"""
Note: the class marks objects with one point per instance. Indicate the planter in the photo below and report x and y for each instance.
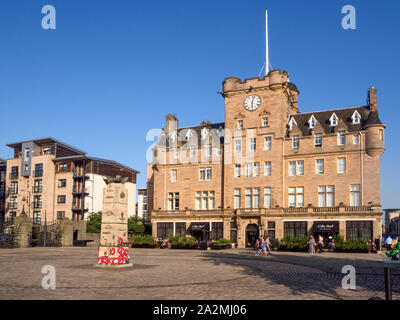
(221, 246)
(145, 245)
(188, 247)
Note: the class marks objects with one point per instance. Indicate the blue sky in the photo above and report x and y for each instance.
(112, 70)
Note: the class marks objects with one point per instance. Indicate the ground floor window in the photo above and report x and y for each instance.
(164, 229)
(358, 230)
(217, 231)
(295, 228)
(180, 229)
(234, 236)
(37, 218)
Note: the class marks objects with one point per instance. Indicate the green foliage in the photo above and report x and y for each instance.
(292, 243)
(135, 225)
(143, 240)
(354, 244)
(222, 241)
(295, 243)
(93, 225)
(182, 242)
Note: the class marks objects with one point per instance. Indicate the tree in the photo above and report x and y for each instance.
(93, 224)
(135, 225)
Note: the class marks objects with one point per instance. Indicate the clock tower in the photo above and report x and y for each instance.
(256, 113)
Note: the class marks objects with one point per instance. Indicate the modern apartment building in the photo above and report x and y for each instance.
(3, 166)
(269, 169)
(142, 204)
(49, 177)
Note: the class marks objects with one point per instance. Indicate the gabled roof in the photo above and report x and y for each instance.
(367, 117)
(45, 141)
(213, 128)
(100, 160)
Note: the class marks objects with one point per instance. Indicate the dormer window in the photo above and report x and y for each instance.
(204, 133)
(333, 120)
(189, 134)
(173, 136)
(220, 132)
(292, 123)
(356, 117)
(312, 122)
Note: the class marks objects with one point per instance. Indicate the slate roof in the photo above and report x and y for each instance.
(164, 140)
(368, 117)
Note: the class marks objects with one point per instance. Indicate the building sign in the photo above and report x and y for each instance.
(199, 226)
(326, 226)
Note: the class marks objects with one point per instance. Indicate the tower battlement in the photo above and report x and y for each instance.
(274, 79)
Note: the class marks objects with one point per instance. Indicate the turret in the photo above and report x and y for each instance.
(375, 137)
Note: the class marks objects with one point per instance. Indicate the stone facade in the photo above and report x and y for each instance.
(336, 175)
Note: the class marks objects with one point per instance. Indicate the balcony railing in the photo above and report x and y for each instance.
(13, 206)
(37, 189)
(38, 173)
(13, 175)
(276, 210)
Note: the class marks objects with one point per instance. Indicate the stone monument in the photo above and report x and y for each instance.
(113, 248)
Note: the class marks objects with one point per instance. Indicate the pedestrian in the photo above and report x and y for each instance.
(369, 244)
(388, 243)
(268, 244)
(311, 245)
(264, 244)
(320, 243)
(259, 245)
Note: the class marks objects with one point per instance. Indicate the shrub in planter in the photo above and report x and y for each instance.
(144, 241)
(221, 244)
(182, 243)
(291, 243)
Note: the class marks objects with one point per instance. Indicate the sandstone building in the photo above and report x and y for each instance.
(49, 177)
(2, 188)
(269, 169)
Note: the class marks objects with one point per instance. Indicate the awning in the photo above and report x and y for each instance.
(326, 226)
(199, 226)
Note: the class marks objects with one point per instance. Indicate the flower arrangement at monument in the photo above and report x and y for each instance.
(115, 257)
(113, 250)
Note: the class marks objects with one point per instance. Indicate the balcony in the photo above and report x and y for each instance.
(78, 174)
(76, 206)
(13, 206)
(13, 175)
(38, 173)
(276, 211)
(78, 190)
(37, 189)
(12, 190)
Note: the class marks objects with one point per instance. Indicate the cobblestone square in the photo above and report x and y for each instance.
(192, 274)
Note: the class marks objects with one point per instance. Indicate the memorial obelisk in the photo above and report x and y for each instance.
(113, 248)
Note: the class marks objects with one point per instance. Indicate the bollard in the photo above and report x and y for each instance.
(388, 283)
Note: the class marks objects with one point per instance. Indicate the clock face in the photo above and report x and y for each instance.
(252, 102)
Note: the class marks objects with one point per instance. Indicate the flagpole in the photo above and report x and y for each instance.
(266, 43)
"""
Everything from the line that contains "Indicate the flower" through the end of the records must be duplicated exactly, and nothing outside that range.

Note: the class marks objects with one point per instance. Indicate the flower arrangement at monument in the photo above and report x and y for each instance.
(115, 257)
(113, 250)
Note: the class marks objects with one point per instance. Indicate the balcony in the photo above and report x and y for each instance.
(78, 174)
(76, 206)
(13, 206)
(13, 175)
(38, 173)
(276, 211)
(78, 190)
(37, 189)
(12, 190)
Note: the class marks objects with one point per instance. Indicate the cobblestone square in the photo above and report x and y for each instance.
(192, 274)
Note: the class marks objects with one point per instance. Indicate the memorial obelisk in the photo above and report x and y for each instance.
(113, 248)
Note: the class marks objects with one point per instance. Indicate the bollard in the photo above and report x and y for each instance.
(388, 283)
Note: the class marks objects with one point per instance. Indicate the clock face in the photo above and report x and y for each instance.
(252, 102)
Note: the class marks objects with one point per instance. Indicate the flagpole in the photo above and report x and y for each instance.
(266, 43)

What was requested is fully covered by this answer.